Dataset content:
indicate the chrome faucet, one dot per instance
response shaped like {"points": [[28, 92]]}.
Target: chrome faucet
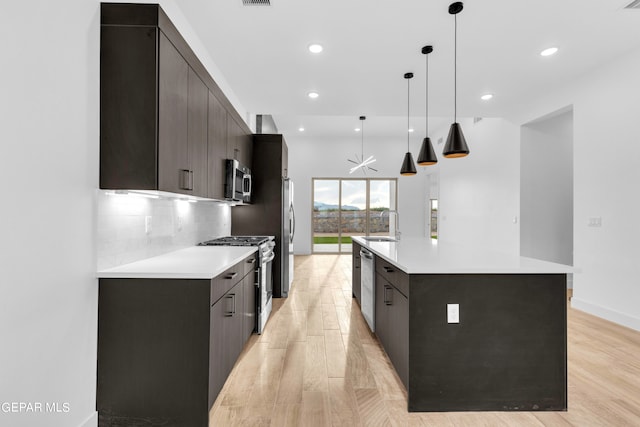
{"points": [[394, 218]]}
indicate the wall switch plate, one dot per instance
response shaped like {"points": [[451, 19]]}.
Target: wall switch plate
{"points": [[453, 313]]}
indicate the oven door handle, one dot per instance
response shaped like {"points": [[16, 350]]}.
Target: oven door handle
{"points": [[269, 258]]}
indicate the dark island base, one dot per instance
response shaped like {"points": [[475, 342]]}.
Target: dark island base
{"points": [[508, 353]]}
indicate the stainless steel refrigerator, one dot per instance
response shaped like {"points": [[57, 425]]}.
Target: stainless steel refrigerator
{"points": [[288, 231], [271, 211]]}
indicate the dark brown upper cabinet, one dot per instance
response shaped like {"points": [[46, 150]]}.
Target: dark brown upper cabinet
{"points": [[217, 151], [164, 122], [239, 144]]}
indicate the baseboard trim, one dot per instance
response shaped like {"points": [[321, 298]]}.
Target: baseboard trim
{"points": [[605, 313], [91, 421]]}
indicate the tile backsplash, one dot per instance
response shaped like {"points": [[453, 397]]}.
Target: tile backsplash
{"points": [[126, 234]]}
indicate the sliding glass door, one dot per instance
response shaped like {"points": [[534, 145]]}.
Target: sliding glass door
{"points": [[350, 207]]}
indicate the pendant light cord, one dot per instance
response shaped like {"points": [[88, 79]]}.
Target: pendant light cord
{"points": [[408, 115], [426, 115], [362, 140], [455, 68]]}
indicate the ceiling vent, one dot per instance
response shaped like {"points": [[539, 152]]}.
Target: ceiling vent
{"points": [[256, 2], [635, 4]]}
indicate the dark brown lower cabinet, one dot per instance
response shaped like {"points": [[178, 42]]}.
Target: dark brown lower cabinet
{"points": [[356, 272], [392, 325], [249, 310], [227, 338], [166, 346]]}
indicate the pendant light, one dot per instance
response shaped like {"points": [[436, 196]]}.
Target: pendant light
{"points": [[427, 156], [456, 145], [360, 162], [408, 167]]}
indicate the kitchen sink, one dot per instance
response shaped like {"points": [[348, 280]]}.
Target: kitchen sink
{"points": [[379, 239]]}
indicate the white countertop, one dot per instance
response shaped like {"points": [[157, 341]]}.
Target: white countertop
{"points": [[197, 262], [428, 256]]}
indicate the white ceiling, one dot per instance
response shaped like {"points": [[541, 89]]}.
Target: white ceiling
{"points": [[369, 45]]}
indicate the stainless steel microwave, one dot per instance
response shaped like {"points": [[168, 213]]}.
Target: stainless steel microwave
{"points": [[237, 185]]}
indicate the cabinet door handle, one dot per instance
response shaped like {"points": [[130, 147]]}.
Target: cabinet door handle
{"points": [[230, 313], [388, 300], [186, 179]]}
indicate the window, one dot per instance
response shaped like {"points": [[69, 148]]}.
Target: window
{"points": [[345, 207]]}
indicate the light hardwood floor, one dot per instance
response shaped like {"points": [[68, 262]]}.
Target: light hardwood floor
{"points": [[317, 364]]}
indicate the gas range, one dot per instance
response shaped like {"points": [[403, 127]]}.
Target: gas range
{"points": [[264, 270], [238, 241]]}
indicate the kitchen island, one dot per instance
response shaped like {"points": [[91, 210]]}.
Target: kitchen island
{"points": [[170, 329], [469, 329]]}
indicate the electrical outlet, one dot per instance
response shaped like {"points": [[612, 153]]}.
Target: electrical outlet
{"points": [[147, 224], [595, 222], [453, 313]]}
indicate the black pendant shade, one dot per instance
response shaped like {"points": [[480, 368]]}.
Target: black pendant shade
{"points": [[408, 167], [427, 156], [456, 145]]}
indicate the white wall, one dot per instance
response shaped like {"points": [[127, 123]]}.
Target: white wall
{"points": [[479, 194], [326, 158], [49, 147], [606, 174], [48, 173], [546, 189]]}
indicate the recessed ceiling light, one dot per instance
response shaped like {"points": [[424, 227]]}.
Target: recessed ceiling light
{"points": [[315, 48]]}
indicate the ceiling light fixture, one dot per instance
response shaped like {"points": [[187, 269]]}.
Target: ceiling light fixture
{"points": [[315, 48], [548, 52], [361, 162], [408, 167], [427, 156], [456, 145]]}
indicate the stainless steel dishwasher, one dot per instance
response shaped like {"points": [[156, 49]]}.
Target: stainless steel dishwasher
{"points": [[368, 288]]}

Exercise aim: Set down the material above as is, without any pictures.

Correct answer:
indicate the chrome faucet, one dot per instance
response shaped like {"points": [[28, 92]]}.
Target: chrome faucet
{"points": [[394, 218]]}
indicate the wall switch plate, one dot per instance
response shaped like {"points": [[451, 19]]}.
Target: wall switch plate
{"points": [[453, 313]]}
indicate the oven door handle, one dot per instance
response shaped like {"points": [[16, 350]]}.
Target: oven door handle
{"points": [[269, 258]]}
indicate the dark island base, one dot per instance
response shaped like {"points": [[475, 342]]}.
Target: dark island base
{"points": [[508, 353]]}
indicate the stainless steel refrigerator, one dot per instance
response shaped like {"points": [[57, 425]]}.
Target: stainless steel refrigerator
{"points": [[288, 231], [271, 211]]}
indicate the dark brown upper cabinet, one dot per instance
response shaped like {"points": [[46, 150]]}.
Target: dark brown upper cabinet
{"points": [[217, 151], [164, 122], [239, 144]]}
indicate the baseboard trim, one dot per instance
response shaped like {"points": [[321, 298]]}.
Target: baseboard trim
{"points": [[605, 313], [91, 421]]}
indicate the tile backsplash, one dot per instance
response shaped like {"points": [[453, 397]]}.
Target: tile backsplash
{"points": [[126, 234]]}
indicate the sliding glass door, one dot per instance
response shaped like {"points": [[534, 145]]}.
Target: sliding glass door
{"points": [[350, 207]]}
indicate the pendant light cord, one dot per instance
response shaped like {"points": [[88, 79]]}.
Target: pendant light cord
{"points": [[408, 115], [426, 115], [362, 140], [455, 68]]}
indicate the ceiling vent, one dot per instance
response shaped like {"points": [[539, 152]]}.
Target: ceiling vent
{"points": [[256, 2], [635, 4]]}
indicate the dark brown lower cabinet, one dot per instance
response shaped like {"points": [[178, 42]]}.
Target: dark brown lower cabinet
{"points": [[356, 272], [392, 325], [249, 310], [227, 338], [166, 346]]}
indicate the pendant light, one dot per instance
response shaped like {"points": [[436, 196]]}.
Target: pendant light
{"points": [[427, 156], [456, 145], [360, 162], [408, 167]]}
indicate the kitchen sink, one dot per instance
response shaped like {"points": [[348, 280]]}.
Target: kitchen sink
{"points": [[379, 239]]}
indicate the white countertop, one dot per instance
response shaped like {"points": [[157, 341]]}.
Target: white countertop
{"points": [[197, 262], [428, 256]]}
indicate the white ceiling, one dot per instance
response shaped like {"points": [[541, 89]]}.
Target: white ceiling
{"points": [[369, 45]]}
indicate the stainless steel microwave, one dot per instance
response shaped like {"points": [[168, 213]]}.
Target: stainless steel microwave
{"points": [[237, 185]]}
indicate the cabinet door handle, one dot per instance
response shaped like {"points": [[130, 147]]}.
Target: cabinet door handle
{"points": [[230, 313], [388, 300], [186, 179]]}
indicate the window, one dot per instance
response shaped like {"points": [[69, 148]]}.
Target: window
{"points": [[345, 207]]}
indicate the light hardwood floor, one dot per instance
response shaped like {"points": [[68, 262]]}.
Target: light hardwood floor
{"points": [[317, 364]]}
indicate the gas range, one dot per instance
response shaped like {"points": [[403, 127]]}.
Target: gas range
{"points": [[264, 270], [238, 241]]}
indicate the kitchen island, one dot per instance
response shaped like {"points": [[91, 210]]}.
Target: kitchen island
{"points": [[170, 329], [469, 329]]}
indicate the electrical outlet, one dot per instance
response shaped like {"points": [[612, 153]]}.
Target: electrical outlet
{"points": [[147, 224], [595, 222], [453, 313]]}
indicate the black pendant shade, one dot per instance
response shaped like {"points": [[480, 368]]}.
Target: black pendant shade
{"points": [[408, 167], [427, 156], [456, 145]]}
indicate the white wall, one dot per instance
response shaped like {"points": [[127, 123]]}.
Target: white wall
{"points": [[479, 194], [326, 158], [49, 147], [606, 174], [48, 173], [546, 189]]}
indicate the recessed ceiling light, one dot per instance
response shaped like {"points": [[424, 227]]}.
Target: recessed ceiling light
{"points": [[315, 48]]}
indicate the ceiling light fixture, one dot per instance
response shaped like {"points": [[187, 269]]}.
Target: ceiling light fixture
{"points": [[315, 48], [548, 52], [361, 162], [408, 167], [427, 156], [456, 145]]}
indicate the stainless steel dishwasher, one dot per instance
response shaped like {"points": [[156, 49]]}.
Target: stainless steel dishwasher
{"points": [[368, 288]]}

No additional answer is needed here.